Turns Out, Enemas Are No Longer Part Of Your Birth Plan, & Here's Why

Do a quick search on any mommy-to-be message boards and you’ll find that amongst questions about contractions and morning sickness symptoms are inquiries about poop. No, not baby poop, but instead concerns about whether or not you might have a bowel movement while in labor. By now, most women have found that doctors are completely unfazed by it — considering that they bear witness to many fluids during birth — and so they shrug it off. But there are still questions about the cleanup process if it does happen and even, do they give you an enema before labor? Turns out, this is an old prep method.

“We no longer give enemas before labor,” Dr. Yvonne Bohn, an OB-GYN at Providence Saint John’s Health Center in Santa Monica, California, tells Romper. “I have been practicing for almost 20 years and that practice has been antiquated. I think it was done previously so that women did not have a bowel movement while pushing the baby out. I don't think there is any instance where necessary.”

According to a 2013 study, enemas were given during labor to reduce the occurrence of, well, pooping during labor. Or, as the authors put it, “it was thought an enema in early labour would reduce this soiling and the consequent embarrassment for women.” Healthcare providers also thought it would reduce chance of infection for mom and baby, and reduce the need for that first bowel movement after birth, which is scary for most women (because everything flipping hurts down there). But the study found that the disadvantages, including increased pain for women during labor, outweighed any benefits that might be gained from using enemas before giving birth.

Curious about why you might poop during labor? According to Parents, the “very same muscles that you engage when you're having a bowel movement are the same ones you use when you're pushing.” You can also imagine that your colon and rectum are being a tad squeezed as your baby makes their way through the birth canal, leading you to, perhaps, poop during labor.

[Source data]
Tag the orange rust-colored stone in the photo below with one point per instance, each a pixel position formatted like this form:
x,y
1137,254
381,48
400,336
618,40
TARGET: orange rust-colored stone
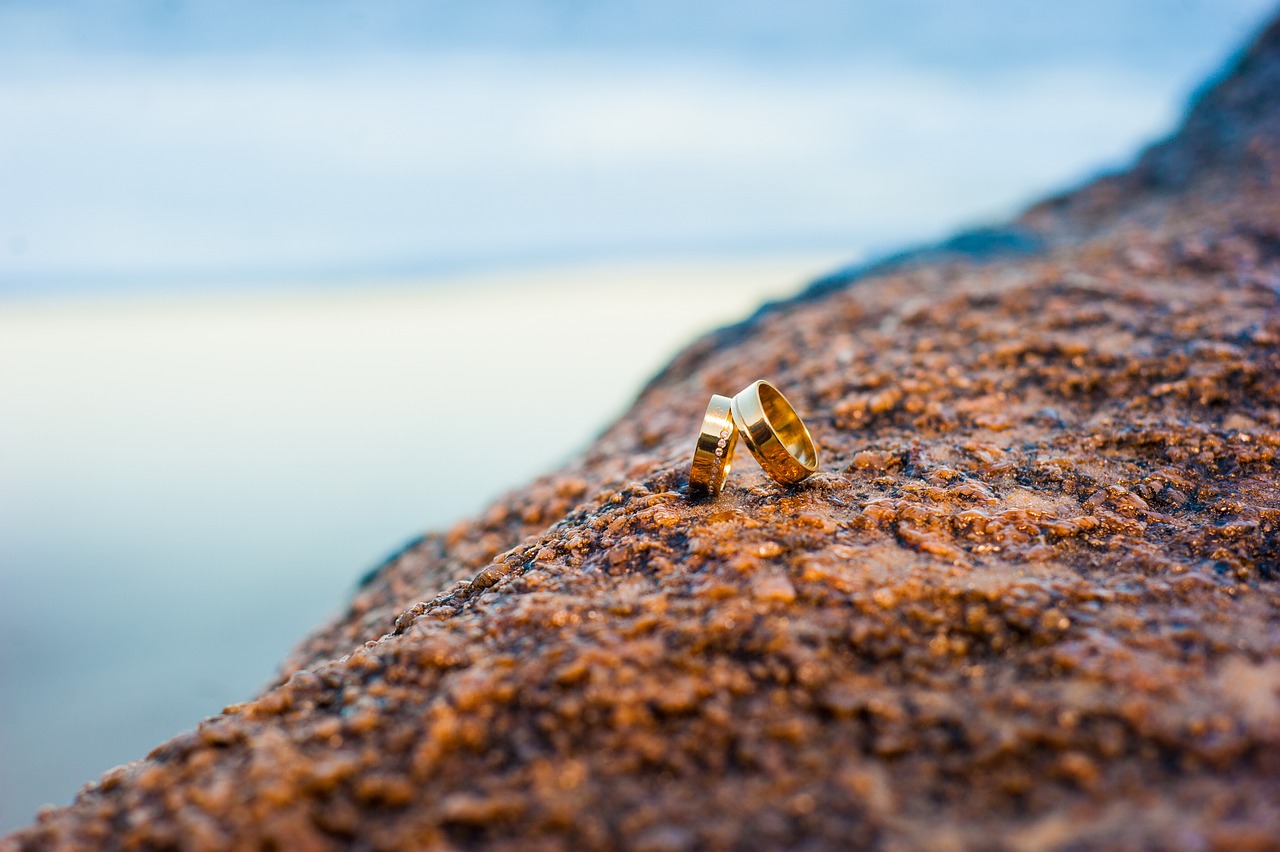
x,y
1033,600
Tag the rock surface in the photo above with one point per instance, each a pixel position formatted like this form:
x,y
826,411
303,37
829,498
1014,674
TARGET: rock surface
x,y
1033,600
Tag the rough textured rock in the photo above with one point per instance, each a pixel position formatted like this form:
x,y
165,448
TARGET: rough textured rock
x,y
1033,600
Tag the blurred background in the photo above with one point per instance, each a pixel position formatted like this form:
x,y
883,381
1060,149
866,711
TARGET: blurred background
x,y
278,278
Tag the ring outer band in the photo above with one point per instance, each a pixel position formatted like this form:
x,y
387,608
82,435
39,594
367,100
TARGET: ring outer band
x,y
713,452
763,439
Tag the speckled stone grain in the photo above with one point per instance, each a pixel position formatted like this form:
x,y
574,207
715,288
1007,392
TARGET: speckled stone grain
x,y
1031,603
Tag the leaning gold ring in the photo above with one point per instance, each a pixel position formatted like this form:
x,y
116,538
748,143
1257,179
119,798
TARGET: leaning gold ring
x,y
775,434
713,453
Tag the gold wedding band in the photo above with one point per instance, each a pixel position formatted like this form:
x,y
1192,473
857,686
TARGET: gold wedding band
x,y
713,453
775,434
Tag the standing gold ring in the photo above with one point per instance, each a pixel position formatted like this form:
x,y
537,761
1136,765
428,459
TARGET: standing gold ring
x,y
775,434
713,453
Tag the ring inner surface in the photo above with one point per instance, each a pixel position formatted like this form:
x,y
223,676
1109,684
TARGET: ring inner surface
x,y
787,426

**Required work**
1) From the article on enemas before labor, quote the passage starting with "According to a" and going on through "before giving birth.".
2) Write what comes next in the article on enemas before labor, picking up after its final sentence.

**Activity answers**
1)
According to a 2013 study, enemas were given during labor to reduce the occurrence of, well, pooping during labor. Or, as the authors put it, “it was thought an enema in early labour would reduce this soiling and the consequent embarrassment for women.” Healthcare providers also thought it would reduce chance of infection for mom and baby, and reduce the need for that first bowel movement after birth, which is scary for most women (because everything flipping hurts down there). But the study found that the disadvantages, including increased pain for women during labor, outweighed any benefits that might be gained from using enemas before giving birth.

2)
If the idea of pooping during labor makes you feel anxious, then keep in mind that not only are healthcare providers used to it, but you’ll likely never even know it happened. According to The Bump, it’s usually not that much and a nurse will just wipe it away before you ever know it happened.

Some experts say that eating fiber-rich foods, like whole grains, fruits, and vegetables, and drinking lots of water in the days leading up to birth can clean out your bowels and help you avoid constipation. But unless you have a moment to use the bathroom before labor, then this probably won’t be much help. Ever had broccoli for lunch and then gone into labor a couple of hours later? Yeah, you’re probably quite literally SOL.

Truth? I still have no idea if number two occurred during the birth of my daughter or not, and I honestly don’t care. All I know is that the moment the labor process started, I was focused on delivering a healthy baby — and you will be too. If you’re still worried about what your doctor or even your partner might think, then I promise you that no one will give it a second thought. Not only have doctors seen it all, but birth also has a way of opening doors within your relationship that you might have never thought possible. For instance, you might find yourself lying in bed saying, “Get me my vagina ice pad!” and never blink an eye.

Not that I would know about that or anything.